[The data]

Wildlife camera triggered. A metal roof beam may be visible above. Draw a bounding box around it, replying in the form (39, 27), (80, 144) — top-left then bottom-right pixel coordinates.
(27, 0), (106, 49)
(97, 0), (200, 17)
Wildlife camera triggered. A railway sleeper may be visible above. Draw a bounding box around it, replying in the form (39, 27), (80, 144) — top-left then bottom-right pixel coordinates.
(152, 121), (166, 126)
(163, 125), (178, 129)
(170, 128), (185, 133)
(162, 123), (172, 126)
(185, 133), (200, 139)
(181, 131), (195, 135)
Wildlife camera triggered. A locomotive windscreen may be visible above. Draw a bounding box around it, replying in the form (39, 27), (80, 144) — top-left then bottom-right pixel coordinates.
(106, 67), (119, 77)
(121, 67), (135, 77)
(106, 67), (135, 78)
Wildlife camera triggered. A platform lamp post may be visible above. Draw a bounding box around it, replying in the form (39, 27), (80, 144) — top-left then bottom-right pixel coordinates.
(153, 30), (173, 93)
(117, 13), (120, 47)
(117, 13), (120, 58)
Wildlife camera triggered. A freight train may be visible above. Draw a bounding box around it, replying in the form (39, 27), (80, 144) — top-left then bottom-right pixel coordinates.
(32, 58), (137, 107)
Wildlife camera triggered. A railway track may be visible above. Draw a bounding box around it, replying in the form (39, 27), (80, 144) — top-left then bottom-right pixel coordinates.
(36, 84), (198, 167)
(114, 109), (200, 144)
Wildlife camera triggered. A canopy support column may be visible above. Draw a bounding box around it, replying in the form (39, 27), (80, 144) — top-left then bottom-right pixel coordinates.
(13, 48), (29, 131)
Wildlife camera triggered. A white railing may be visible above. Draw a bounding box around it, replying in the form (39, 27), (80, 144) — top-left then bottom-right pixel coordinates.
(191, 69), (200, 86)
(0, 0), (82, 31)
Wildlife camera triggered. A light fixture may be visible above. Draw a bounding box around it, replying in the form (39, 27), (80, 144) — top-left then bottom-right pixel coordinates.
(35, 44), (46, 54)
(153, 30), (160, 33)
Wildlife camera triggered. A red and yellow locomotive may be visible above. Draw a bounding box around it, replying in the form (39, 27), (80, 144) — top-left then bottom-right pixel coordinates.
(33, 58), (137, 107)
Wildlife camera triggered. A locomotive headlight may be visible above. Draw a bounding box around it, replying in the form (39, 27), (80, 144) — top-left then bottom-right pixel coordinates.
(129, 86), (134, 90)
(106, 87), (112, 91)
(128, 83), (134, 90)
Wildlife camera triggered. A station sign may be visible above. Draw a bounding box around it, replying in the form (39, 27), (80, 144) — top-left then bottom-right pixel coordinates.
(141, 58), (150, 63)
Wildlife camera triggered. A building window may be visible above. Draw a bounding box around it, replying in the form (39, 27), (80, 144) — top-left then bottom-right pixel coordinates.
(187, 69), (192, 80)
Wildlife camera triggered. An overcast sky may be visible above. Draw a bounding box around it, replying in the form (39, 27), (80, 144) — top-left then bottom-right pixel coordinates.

[/The data]

__About this task__: Please write out the records above once more, exactly and completely.

__Task output__:
Wildlife camera triggered. A metal roof beam may be visible above. Draw a bounding box around it, replying in the form (39, 27), (80, 144) — top-left then bottom-right pixel coordinates.
(27, 0), (106, 49)
(97, 0), (200, 17)
Wildlife camera triggered. A railway sleeper may be visible above. Draw a bounding box around it, replying in the form (39, 27), (80, 144) — top-left then bottom-right pixel coordinates.
(152, 121), (166, 126)
(163, 125), (178, 129)
(170, 128), (185, 133)
(162, 123), (172, 126)
(185, 133), (200, 139)
(181, 131), (195, 135)
Wildlife camera triggered. A locomotive windscreen may be visible above. Draw a bounding box around it, replying in the form (39, 27), (80, 144) — top-left then bottom-right pixel coordinates.
(106, 67), (119, 77)
(121, 67), (135, 77)
(106, 67), (135, 78)
Wildlife camera triggered. A platform lamp post may be visible above. Draw a bounding box around it, replying in the form (39, 27), (80, 144) — top-left then bottom-right pixel coordinates.
(153, 30), (173, 93)
(117, 13), (120, 47)
(117, 13), (120, 58)
Wildlife camera triggered. A freight train may be visible above. Draw a bounding box around it, replying in the form (39, 27), (80, 144) — top-left then bottom-right pixel coordinates.
(32, 58), (137, 107)
Wildlife camera triggered. A railway track may be visible above. Draw a bounding box around it, replying in the form (39, 27), (80, 144) — top-left then bottom-right pixel coordinates.
(36, 84), (198, 167)
(114, 109), (200, 144)
Wildlife camera triggered. A canopy support column may be visible above. Draw a bounding box around it, replying in the form (39, 27), (80, 144) — top-left then bottom-right pixel coordinates.
(13, 48), (29, 131)
Wildlife camera triggered. A white railing may be visible above. Draw a bounding box around it, replying in the form (39, 27), (80, 144) — top-left then bottom-right pixel coordinates.
(191, 69), (200, 86)
(0, 0), (82, 31)
Wildlife camera triggered. A light fixture may be visible above. Draw a bounding box around it, replying in the form (39, 27), (80, 144) — top-left then bottom-right pixel coordinates.
(35, 44), (46, 54)
(153, 30), (160, 33)
Wildlife camera triggered. A red and yellow locomotive may be visible above. Draw a bounding box around it, replying in the form (39, 27), (80, 144) — top-left then bottom-right pixel coordinates.
(33, 58), (137, 107)
Wildlife camera triggered. A locomotive headlight may be visible above. Draw a bounding box around it, replying in the form (39, 27), (80, 144) — top-left then bottom-right pixel coordinates.
(129, 86), (134, 90)
(106, 87), (112, 91)
(128, 83), (134, 90)
Wildlife camera triggered. A station sign may be visible above. Draw a bounding box around it, replying in the form (39, 27), (80, 144) — top-left then bottom-right pixel coordinates.
(141, 58), (150, 63)
Wildlife camera triggered. A building window may be visible above. Draw a bounding box around it, replying in the form (39, 27), (80, 144) — top-left then bottom-right pixel coordinates.
(187, 69), (192, 80)
Wildlife camera triggered. An overcast sky may be visible above. Draw a bounding box around it, replying in the form (39, 27), (80, 144) — top-left then bottom-right pixel coordinates.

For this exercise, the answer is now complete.